**WORK ORDER**
Copy the lines below as they are; omit the images they contain.

*** RECORDS SHOWN Section Begins ***

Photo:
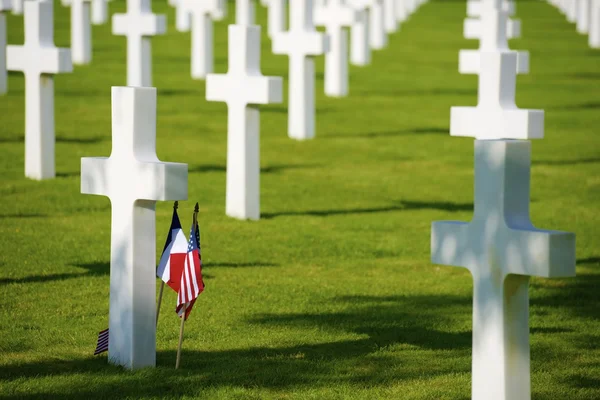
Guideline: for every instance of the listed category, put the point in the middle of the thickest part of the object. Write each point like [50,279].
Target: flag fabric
[191,284]
[174,253]
[102,344]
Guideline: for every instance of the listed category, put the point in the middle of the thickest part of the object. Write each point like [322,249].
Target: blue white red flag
[191,284]
[174,253]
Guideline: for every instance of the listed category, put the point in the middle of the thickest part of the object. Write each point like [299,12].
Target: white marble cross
[583,16]
[39,60]
[134,179]
[302,43]
[276,16]
[17,7]
[245,12]
[594,34]
[5,5]
[501,249]
[390,21]
[99,12]
[81,32]
[336,16]
[473,27]
[183,18]
[202,14]
[139,24]
[492,38]
[242,88]
[360,49]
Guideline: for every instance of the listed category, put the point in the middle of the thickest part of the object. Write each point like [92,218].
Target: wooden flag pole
[162,283]
[180,338]
[195,223]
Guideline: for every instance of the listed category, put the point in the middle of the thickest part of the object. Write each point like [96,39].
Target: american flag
[102,345]
[191,279]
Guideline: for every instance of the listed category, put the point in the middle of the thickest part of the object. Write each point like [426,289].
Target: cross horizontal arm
[145,181]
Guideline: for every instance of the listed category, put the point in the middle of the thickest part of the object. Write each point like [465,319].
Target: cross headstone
[390,21]
[302,43]
[202,14]
[39,60]
[99,12]
[360,49]
[500,246]
[81,32]
[134,179]
[401,12]
[473,27]
[139,24]
[501,249]
[17,7]
[492,37]
[5,5]
[594,34]
[337,17]
[242,88]
[276,16]
[183,19]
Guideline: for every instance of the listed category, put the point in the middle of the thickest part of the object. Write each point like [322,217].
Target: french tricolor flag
[174,255]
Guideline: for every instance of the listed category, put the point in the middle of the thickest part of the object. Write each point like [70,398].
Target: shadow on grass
[359,361]
[413,131]
[403,205]
[93,269]
[579,295]
[594,160]
[271,169]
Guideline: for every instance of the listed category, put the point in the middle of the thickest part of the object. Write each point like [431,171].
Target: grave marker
[301,43]
[81,32]
[139,24]
[5,5]
[242,88]
[134,179]
[39,60]
[337,17]
[202,13]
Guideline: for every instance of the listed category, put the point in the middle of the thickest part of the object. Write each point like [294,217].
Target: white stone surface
[134,179]
[99,12]
[390,21]
[81,32]
[244,12]
[183,19]
[301,43]
[571,11]
[502,249]
[139,24]
[360,48]
[336,16]
[39,60]
[594,34]
[492,38]
[202,14]
[473,26]
[242,88]
[276,16]
[5,5]
[583,16]
[17,7]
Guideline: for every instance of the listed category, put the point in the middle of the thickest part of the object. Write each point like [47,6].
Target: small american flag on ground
[102,345]
[191,278]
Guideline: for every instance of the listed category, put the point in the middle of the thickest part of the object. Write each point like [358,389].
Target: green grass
[331,294]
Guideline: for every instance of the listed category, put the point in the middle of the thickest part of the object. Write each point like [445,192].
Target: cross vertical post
[39,60]
[139,24]
[134,179]
[242,88]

*** RECORDS SHOWN Section Ends ***

**ANSWER SECTION**
Photo:
Guideline: for every instance of the listed category, put the point in the middle of the thickest part of the object. Write each point like [50,279].
Target: flag fabric
[191,284]
[174,253]
[102,344]
Guideline: for every instance of the listed category, put the point in the middle of the thickest part of the object. Write each point like [322,249].
Target: blue white red flag
[191,284]
[174,253]
Guideline: for every instance of the listed category, put the point in the middle of the thickest part of the object. Write each point like [299,12].
Target: white marble cross
[583,16]
[39,60]
[134,179]
[302,43]
[276,16]
[17,7]
[245,12]
[594,34]
[5,5]
[501,249]
[390,21]
[99,12]
[81,32]
[336,16]
[473,27]
[183,18]
[202,14]
[139,24]
[492,38]
[242,88]
[360,49]
Guideline: for every instance of the listed category, put the point in the middle of the thickest part of the object. Write each point like [92,218].
Target: wooden flag pole
[162,283]
[180,338]
[195,223]
Guideline: for every instance of the listed category, put the point in the middle of the thickest part of the object. Write each point like [96,39].
Target: american flag
[102,345]
[191,279]
Guideline: for every instance of the listed category, put the point in the middle of the thickest part of the object. Write each point like [426,289].
Target: cross horizontal arm
[145,181]
Guideline: for every instance of the listed category, put the point in the middle of the thickest part of the object. Write each point like [465,319].
Target: cross headstone
[390,21]
[302,43]
[202,14]
[39,60]
[99,12]
[360,49]
[500,246]
[81,32]
[134,179]
[401,12]
[473,27]
[139,24]
[501,249]
[17,7]
[492,37]
[5,5]
[594,34]
[337,17]
[242,88]
[276,16]
[183,19]
Guideline: for every instance of the listed category, put the point in the middle of the thickest part of the object. Write each point like [322,217].
Target: french tricolor flag
[174,255]
Guideline: for every instance of the listed category, put the point in the middle of the thickest part of the object. Write each point like [70,398].
Target: shadow on grass
[359,361]
[413,131]
[403,205]
[93,269]
[579,295]
[594,160]
[271,169]
Guideline: for every instance of the listed category, put the point in the middle of the thickest part of the object. Write each point like [431,171].
Target: grave marker
[301,43]
[81,32]
[139,24]
[5,5]
[242,88]
[134,179]
[39,60]
[337,17]
[202,13]
Guideline: for every instance of the listed category, put the point in the middle of the thickest part of the object. Write each point like [294,217].
Target: white stone surface
[134,179]
[99,12]
[390,21]
[81,32]
[244,12]
[183,19]
[301,43]
[571,11]
[502,249]
[139,24]
[360,48]
[336,16]
[39,60]
[594,34]
[492,38]
[202,14]
[473,26]
[242,88]
[276,16]
[5,5]
[583,16]
[17,7]
Guideline: for every instance of the listed category, put the point in the middle of the thickest part of the object. Write each point like [47,6].
Target: small american flag on ground
[102,345]
[191,278]
Guideline: for every instance of the listed category, put the point in the middle of the thickest part of the object. Write each point like [358,389].
Target: green grass
[331,294]
Guideline: for every instance of the listed category, put the point in the middle of the thickest part of the object. Write each point like [445,192].
Target: cross vertical post
[39,60]
[139,24]
[134,179]
[242,88]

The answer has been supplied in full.